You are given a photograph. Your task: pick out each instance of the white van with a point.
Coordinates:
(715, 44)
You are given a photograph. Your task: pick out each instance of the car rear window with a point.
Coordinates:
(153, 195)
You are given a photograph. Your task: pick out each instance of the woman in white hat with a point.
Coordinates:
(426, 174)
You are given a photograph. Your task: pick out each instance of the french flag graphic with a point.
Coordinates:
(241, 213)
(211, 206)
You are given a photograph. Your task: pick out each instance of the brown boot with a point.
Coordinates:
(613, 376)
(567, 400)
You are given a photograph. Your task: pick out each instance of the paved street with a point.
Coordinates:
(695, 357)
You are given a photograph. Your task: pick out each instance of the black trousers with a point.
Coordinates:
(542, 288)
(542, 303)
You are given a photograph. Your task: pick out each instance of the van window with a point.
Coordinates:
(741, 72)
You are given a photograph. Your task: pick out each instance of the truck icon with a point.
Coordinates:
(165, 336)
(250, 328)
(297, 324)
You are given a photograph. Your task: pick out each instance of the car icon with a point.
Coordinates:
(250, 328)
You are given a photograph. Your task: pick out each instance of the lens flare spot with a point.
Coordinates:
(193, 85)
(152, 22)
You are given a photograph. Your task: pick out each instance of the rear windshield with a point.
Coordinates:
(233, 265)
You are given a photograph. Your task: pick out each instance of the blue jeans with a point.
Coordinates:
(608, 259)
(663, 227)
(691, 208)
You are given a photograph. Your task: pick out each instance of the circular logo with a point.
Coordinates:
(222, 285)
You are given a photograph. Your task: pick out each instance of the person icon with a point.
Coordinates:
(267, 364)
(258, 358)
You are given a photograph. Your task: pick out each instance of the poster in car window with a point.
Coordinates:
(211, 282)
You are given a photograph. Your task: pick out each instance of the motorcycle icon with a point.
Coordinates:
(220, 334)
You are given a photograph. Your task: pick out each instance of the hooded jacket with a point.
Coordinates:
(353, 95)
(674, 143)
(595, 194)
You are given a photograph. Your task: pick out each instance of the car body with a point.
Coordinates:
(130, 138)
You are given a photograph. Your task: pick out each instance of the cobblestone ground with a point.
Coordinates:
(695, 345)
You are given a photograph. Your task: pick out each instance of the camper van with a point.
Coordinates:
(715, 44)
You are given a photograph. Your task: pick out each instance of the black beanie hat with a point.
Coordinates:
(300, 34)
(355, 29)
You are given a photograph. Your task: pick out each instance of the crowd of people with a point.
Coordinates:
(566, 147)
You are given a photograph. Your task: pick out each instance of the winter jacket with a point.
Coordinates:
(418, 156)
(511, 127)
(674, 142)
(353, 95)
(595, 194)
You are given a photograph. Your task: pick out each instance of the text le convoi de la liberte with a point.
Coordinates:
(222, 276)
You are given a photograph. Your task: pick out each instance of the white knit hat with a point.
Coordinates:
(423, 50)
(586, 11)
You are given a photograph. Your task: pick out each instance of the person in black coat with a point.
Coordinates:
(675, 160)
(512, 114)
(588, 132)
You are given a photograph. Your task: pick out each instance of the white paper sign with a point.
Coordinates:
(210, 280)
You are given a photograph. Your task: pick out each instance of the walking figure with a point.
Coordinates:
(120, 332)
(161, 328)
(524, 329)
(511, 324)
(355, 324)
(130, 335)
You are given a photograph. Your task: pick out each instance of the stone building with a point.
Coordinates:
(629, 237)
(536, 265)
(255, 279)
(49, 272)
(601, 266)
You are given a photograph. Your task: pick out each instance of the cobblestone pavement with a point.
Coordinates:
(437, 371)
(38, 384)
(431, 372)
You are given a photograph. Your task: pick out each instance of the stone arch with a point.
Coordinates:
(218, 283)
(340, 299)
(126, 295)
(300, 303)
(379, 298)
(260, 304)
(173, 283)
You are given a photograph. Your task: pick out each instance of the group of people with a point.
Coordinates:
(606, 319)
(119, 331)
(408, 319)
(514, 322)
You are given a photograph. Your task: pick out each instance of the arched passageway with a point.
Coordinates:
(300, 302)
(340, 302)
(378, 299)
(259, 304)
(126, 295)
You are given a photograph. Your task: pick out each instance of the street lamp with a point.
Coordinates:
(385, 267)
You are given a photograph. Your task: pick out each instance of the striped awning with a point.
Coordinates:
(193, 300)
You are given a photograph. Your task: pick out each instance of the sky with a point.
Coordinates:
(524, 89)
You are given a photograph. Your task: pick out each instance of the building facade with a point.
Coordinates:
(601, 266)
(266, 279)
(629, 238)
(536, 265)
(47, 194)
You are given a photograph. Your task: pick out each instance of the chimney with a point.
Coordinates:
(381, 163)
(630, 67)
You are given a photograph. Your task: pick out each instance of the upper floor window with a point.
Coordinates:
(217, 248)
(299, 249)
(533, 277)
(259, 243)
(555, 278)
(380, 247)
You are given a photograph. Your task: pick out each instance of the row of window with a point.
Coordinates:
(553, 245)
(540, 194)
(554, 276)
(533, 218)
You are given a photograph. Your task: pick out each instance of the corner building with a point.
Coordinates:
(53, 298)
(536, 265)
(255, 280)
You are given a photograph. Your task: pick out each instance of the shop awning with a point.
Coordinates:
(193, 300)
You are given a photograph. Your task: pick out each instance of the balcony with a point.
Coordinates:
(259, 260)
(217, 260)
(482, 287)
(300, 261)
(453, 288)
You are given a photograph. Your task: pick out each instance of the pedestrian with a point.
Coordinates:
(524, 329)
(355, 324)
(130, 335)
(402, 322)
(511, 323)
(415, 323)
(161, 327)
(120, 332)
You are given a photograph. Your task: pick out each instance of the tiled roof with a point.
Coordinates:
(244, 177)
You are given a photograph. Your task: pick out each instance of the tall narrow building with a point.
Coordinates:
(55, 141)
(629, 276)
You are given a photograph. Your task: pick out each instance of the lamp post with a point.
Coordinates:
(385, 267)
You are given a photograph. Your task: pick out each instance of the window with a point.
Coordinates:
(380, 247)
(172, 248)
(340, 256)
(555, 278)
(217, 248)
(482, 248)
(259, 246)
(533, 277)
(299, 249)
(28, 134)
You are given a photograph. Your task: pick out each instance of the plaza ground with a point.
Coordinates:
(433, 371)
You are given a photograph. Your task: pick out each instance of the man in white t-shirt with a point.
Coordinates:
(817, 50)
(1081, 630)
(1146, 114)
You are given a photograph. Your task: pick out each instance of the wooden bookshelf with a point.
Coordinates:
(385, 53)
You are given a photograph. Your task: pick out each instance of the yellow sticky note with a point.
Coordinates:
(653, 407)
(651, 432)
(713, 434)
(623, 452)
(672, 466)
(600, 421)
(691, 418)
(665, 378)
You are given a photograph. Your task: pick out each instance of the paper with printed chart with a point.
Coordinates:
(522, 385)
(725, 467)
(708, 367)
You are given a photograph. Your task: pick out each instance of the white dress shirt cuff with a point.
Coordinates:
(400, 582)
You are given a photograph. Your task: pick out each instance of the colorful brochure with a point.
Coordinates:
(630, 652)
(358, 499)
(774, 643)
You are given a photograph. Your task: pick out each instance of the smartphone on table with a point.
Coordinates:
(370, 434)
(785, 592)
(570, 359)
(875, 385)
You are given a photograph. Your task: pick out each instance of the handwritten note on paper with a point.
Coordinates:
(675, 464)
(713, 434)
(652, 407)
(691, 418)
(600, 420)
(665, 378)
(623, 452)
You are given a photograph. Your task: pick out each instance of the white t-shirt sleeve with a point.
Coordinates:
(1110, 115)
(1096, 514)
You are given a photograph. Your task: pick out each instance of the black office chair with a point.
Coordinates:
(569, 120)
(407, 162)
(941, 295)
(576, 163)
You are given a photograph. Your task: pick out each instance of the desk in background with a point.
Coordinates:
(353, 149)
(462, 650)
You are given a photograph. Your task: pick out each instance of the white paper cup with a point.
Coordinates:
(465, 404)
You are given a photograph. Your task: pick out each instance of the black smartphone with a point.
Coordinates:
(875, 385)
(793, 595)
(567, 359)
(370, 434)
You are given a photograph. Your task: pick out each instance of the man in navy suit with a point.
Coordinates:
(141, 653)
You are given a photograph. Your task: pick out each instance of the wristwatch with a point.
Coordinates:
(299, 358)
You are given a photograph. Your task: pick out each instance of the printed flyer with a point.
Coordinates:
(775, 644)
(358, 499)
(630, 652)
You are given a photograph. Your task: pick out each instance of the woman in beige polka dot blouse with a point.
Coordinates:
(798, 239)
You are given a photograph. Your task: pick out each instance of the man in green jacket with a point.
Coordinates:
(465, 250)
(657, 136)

- - -

WRITTEN TASK: Locate the line with "paper with a point." in the entries above; extract it and every line after it, verbatim.

FINISHED ANSWER:
You are given a photograph. Your task: pick out each instance of the handwritten note on paper with a point.
Coordinates:
(675, 464)
(713, 434)
(652, 407)
(691, 418)
(600, 420)
(665, 378)
(623, 452)
You are given a photograph. Your task: pick out each instance of the white t-shirt sleeve with a point.
Coordinates:
(1110, 115)
(1096, 514)
You are given a photograph. Your task: pick out each instance of the black office chair with a point.
Coordinates:
(569, 120)
(407, 162)
(941, 295)
(576, 163)
You are given a photograph. Your task: pick out each instance of the desk in background with a point.
Coordinates:
(353, 149)
(462, 650)
You are given a photograph. Your task: pick out each instance of the white paper cup with a point.
Coordinates:
(465, 404)
You are given a photograph. Your task: pick out each instance of the black smartphone with a point.
Coordinates:
(875, 385)
(793, 595)
(567, 359)
(370, 434)
You are given a photograph. Your task: pick out each instance of the man in navy suit with a point.
Coordinates:
(141, 653)
You are given a photograph. Your task: pick out each instance of the wristwatch with a point.
Coordinates:
(299, 358)
You are given a photograph. Your task: pick out each instance of the printed flyer with a point.
Coordinates:
(775, 644)
(358, 499)
(630, 652)
You are given a photograph. Your task: pick out each instance of the woman in beige polka dot blouse with a point.
Coordinates:
(798, 239)
You are given a photograph. Your task: pick out each instance of the man in green jacket with a point.
Coordinates:
(465, 250)
(657, 136)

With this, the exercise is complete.